[Saved entries]

>>>>

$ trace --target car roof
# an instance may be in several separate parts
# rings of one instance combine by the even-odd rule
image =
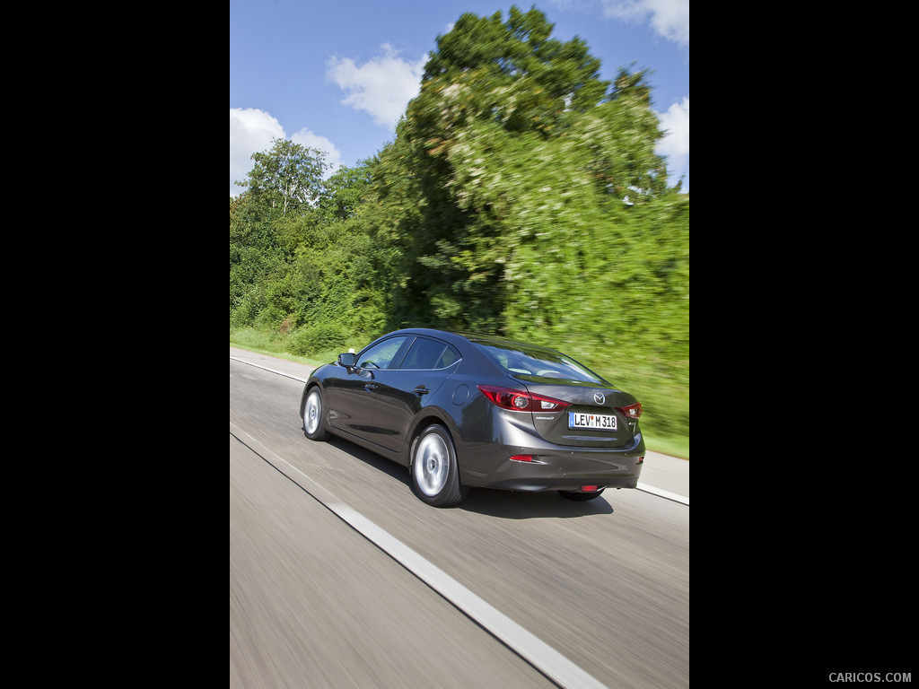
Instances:
[[[527,347],[528,349],[541,349],[551,352],[556,351],[551,347],[546,347],[541,344],[535,344],[532,343],[523,342],[521,340],[513,340],[508,337],[502,337],[501,335],[485,334],[482,333],[466,333],[466,332],[459,332],[451,330],[437,330],[436,328],[403,328],[402,330],[397,330],[394,333],[390,333],[388,334],[427,335],[429,337],[438,337],[442,340],[450,343],[451,344],[461,344],[462,342],[465,341],[475,344],[484,344],[484,345],[492,344],[499,347],[508,347],[508,346],[513,347],[516,345],[520,347]]]

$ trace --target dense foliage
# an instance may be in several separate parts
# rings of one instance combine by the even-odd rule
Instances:
[[[654,153],[645,74],[602,81],[551,28],[461,17],[395,140],[324,182],[318,151],[254,155],[230,204],[231,329],[312,356],[408,325],[548,344],[688,452],[689,199]]]

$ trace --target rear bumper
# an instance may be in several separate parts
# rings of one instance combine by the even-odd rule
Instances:
[[[615,449],[584,447],[539,447],[494,446],[491,461],[475,462],[480,469],[464,467],[460,457],[463,485],[505,491],[580,491],[584,486],[635,488],[641,475],[645,447],[639,434],[632,444]],[[512,461],[515,455],[528,455],[532,461]],[[487,469],[486,469],[487,466]]]

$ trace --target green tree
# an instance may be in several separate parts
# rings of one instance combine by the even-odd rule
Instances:
[[[322,189],[327,168],[324,153],[285,139],[273,139],[266,152],[252,154],[255,161],[247,179],[237,182],[247,186],[261,203],[288,211],[302,211],[314,204]]]
[[[400,238],[412,320],[501,331],[515,309],[570,313],[570,254],[613,244],[615,218],[665,190],[643,73],[610,85],[584,41],[551,31],[512,7],[438,37],[388,157],[420,211]]]

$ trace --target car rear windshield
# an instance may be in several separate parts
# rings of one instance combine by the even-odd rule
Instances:
[[[477,344],[493,361],[511,374],[603,383],[599,376],[561,352],[518,343],[490,341]]]

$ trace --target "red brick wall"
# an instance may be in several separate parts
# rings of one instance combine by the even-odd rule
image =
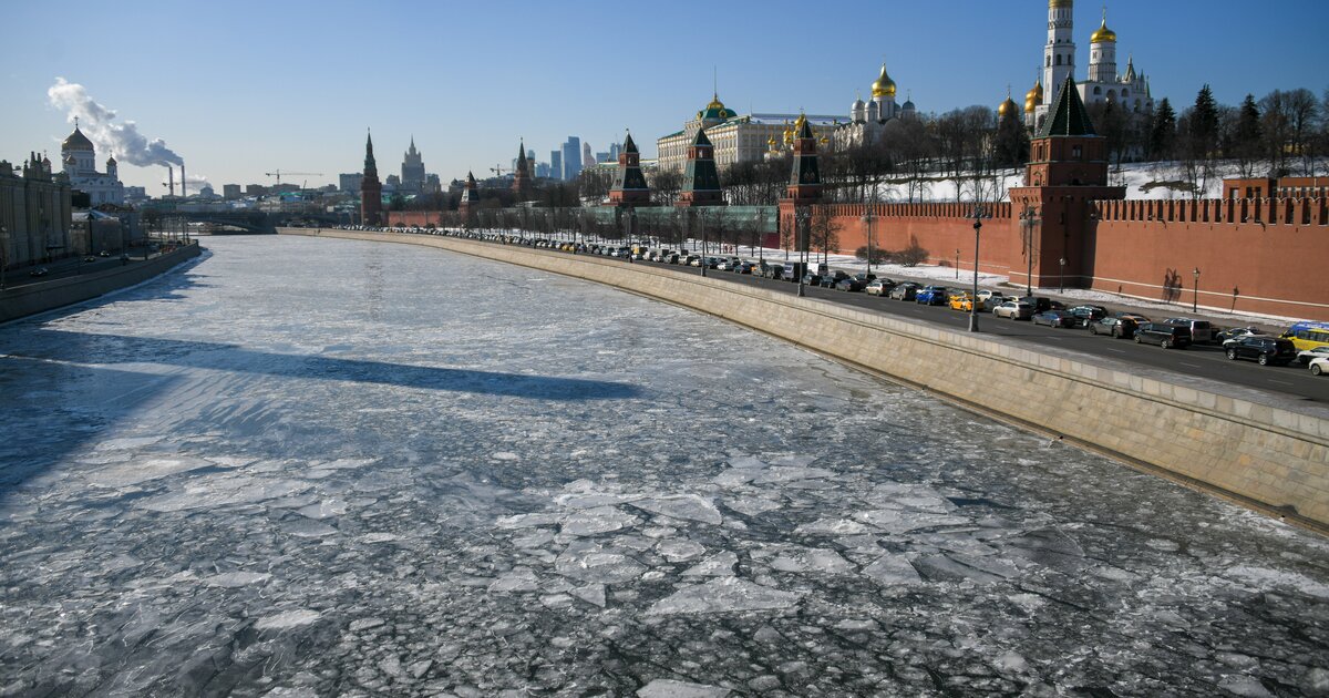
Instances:
[[[388,226],[419,226],[425,227],[428,225],[439,226],[443,217],[441,211],[385,211],[383,215],[388,218],[384,225]]]
[[[868,206],[863,203],[828,203],[840,225],[840,251],[853,254],[868,243],[868,225],[863,221]],[[910,241],[928,250],[929,265],[956,266],[960,250],[961,271],[974,270],[974,221],[969,218],[973,203],[874,203],[872,205],[872,246],[898,251]],[[991,218],[983,219],[978,270],[991,274],[1010,273],[1013,235],[1010,203],[989,205]]]
[[[1329,320],[1324,199],[1100,202],[1092,287]]]

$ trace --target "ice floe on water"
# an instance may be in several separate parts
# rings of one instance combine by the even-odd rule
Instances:
[[[0,695],[1329,693],[1320,537],[599,286],[209,245],[0,327]]]

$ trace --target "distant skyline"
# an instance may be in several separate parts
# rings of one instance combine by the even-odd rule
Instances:
[[[1076,77],[1102,3],[1075,7]],[[206,11],[203,8],[207,8]],[[944,8],[944,9],[938,9]],[[815,12],[812,12],[815,11]],[[1132,56],[1156,100],[1177,112],[1208,82],[1236,105],[1249,92],[1329,89],[1329,3],[1107,3],[1119,64]],[[808,15],[804,17],[804,15]],[[948,4],[845,0],[668,5],[567,1],[7,3],[0,158],[58,160],[73,129],[48,89],[65,78],[165,141],[190,178],[310,186],[359,172],[365,129],[379,170],[400,170],[415,137],[444,181],[506,168],[525,138],[537,154],[569,136],[607,150],[630,128],[645,157],[711,98],[739,112],[848,114],[885,58],[924,113],[1017,101],[1046,40],[1046,0]],[[561,37],[577,37],[565,41]],[[98,145],[98,169],[106,153]],[[56,162],[58,169],[58,162]],[[121,162],[126,185],[161,195],[165,169]]]

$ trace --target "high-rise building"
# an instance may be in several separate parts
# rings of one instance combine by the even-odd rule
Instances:
[[[415,149],[415,136],[412,136],[411,149],[401,158],[401,189],[420,191],[424,189],[425,179],[424,157]]]
[[[563,156],[563,169],[562,177],[565,182],[570,182],[581,175],[582,160],[581,160],[581,138],[575,136],[569,136],[567,142],[562,146]]]

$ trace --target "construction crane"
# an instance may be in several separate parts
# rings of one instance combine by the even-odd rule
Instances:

<<<<

Copy out the entire listing above line for line without changing anything, but omit the pictures.

$ trace --target car roof
# an instance may be in several separate parts
# rings of one instance combine by the even-odd rule
image =
Instances:
[[[527,347],[528,349],[541,349],[551,352],[556,351],[551,347],[546,347],[541,344],[535,344],[532,343],[523,342],[521,340],[513,340],[508,337],[502,337],[501,335],[485,334],[482,333],[466,333],[466,332],[459,332],[451,330],[437,330],[436,328],[403,328],[402,330],[397,330],[394,333],[390,333],[388,334],[427,335],[429,337],[438,337],[442,340],[450,343],[451,344],[461,344],[462,342],[465,341],[475,344],[484,344],[484,345],[492,344],[499,347],[508,347],[508,346],[513,347],[516,345],[520,347]]]

$ trace --target dense foliage
# an instance may be in several separate parts
# rings of one instance combine by the even-odd rule
Instances:
[[[654,153],[645,74],[602,81],[551,28],[461,17],[395,140],[324,182],[318,151],[254,155],[230,204],[231,329],[312,356],[408,325],[548,344],[688,452],[689,199]]]

$ trace --target rear bumper
# an instance may be in several separate parts
# rings of one instance combine by the even-odd rule
Instances:
[[[615,449],[584,447],[539,447],[494,446],[491,461],[475,462],[480,469],[464,467],[460,457],[463,485],[505,491],[580,491],[584,486],[635,488],[641,475],[645,447],[639,434],[632,444]],[[512,461],[515,455],[528,455],[532,461]],[[487,469],[486,469],[487,466]]]

$ trace --target green tree
# an instance may be in several separate parts
# rings of one instance combine by the even-odd rule
Instances:
[[[322,189],[327,168],[324,153],[285,139],[273,139],[266,152],[252,154],[255,161],[247,179],[237,182],[247,186],[261,203],[288,211],[302,211],[314,204]]]
[[[400,238],[412,320],[501,331],[515,309],[570,313],[570,254],[613,244],[615,218],[665,190],[643,73],[610,85],[584,41],[551,31],[512,7],[438,37],[388,157],[420,211]]]

$ trace --target car rear windshield
# an instance may be in several separate parts
# rings of one instance combine by the even-odd rule
Instances:
[[[477,344],[493,361],[511,374],[603,383],[599,376],[561,352],[518,343],[490,341]]]

$ trace --target "red brick wall"
# an instance may be in several separate parts
# rings of one instance combine by the even-odd rule
image =
Instances:
[[[388,226],[419,226],[425,227],[428,225],[439,226],[443,217],[441,211],[385,211],[383,215],[388,218],[384,225]]]
[[[868,206],[863,203],[828,203],[840,225],[840,251],[853,254],[868,243],[868,225],[863,221]],[[910,241],[928,250],[929,265],[956,266],[960,250],[961,271],[974,270],[974,221],[969,218],[973,203],[874,203],[872,205],[872,246],[898,251]],[[991,218],[983,219],[978,270],[991,274],[1010,273],[1013,235],[1010,203],[989,205]]]
[[[1329,320],[1324,199],[1100,202],[1092,287]]]

$ trace --target "ice floe on water"
# an instance may be in several separate parts
# rings of one instance combine by the even-odd rule
Instances:
[[[0,695],[1329,693],[1320,537],[599,286],[209,245],[0,327]]]

$ trace --target "distant skyline"
# an instance may be in several separate parts
# rings of one instance combine by the even-odd rule
Instances:
[[[1076,77],[1102,3],[1075,7]],[[206,11],[203,8],[207,8]],[[944,8],[944,9],[938,9]],[[815,12],[812,12],[815,11]],[[1132,56],[1156,100],[1177,112],[1208,82],[1236,105],[1249,92],[1329,89],[1329,3],[1107,3],[1119,64]],[[808,15],[804,17],[804,15]],[[948,4],[845,0],[668,5],[567,1],[7,3],[0,158],[58,160],[73,129],[48,89],[65,78],[165,141],[190,178],[310,186],[359,172],[365,129],[379,170],[400,170],[415,137],[444,181],[506,168],[525,138],[537,154],[569,136],[607,150],[630,128],[645,157],[711,98],[739,112],[848,114],[885,58],[924,113],[1017,101],[1046,40],[1046,0]],[[561,37],[577,37],[565,41]],[[98,145],[98,169],[106,153]],[[56,162],[58,169],[58,162]],[[121,162],[126,185],[161,195],[165,169]]]

$ trace --target "high-rise building"
# an instance may be in several separate parts
# rings of one instance combine by the even-odd rule
Instances:
[[[415,149],[415,136],[412,136],[411,149],[401,158],[401,189],[420,191],[424,189],[425,179],[424,157]]]
[[[563,156],[563,169],[562,177],[565,182],[570,182],[581,175],[582,160],[581,160],[581,138],[575,136],[569,136],[567,142],[562,146]]]

$ trace --target "construction crane"
# an instance may be in several separate parts
# rings of one instance combine by the even-odd rule
Instances:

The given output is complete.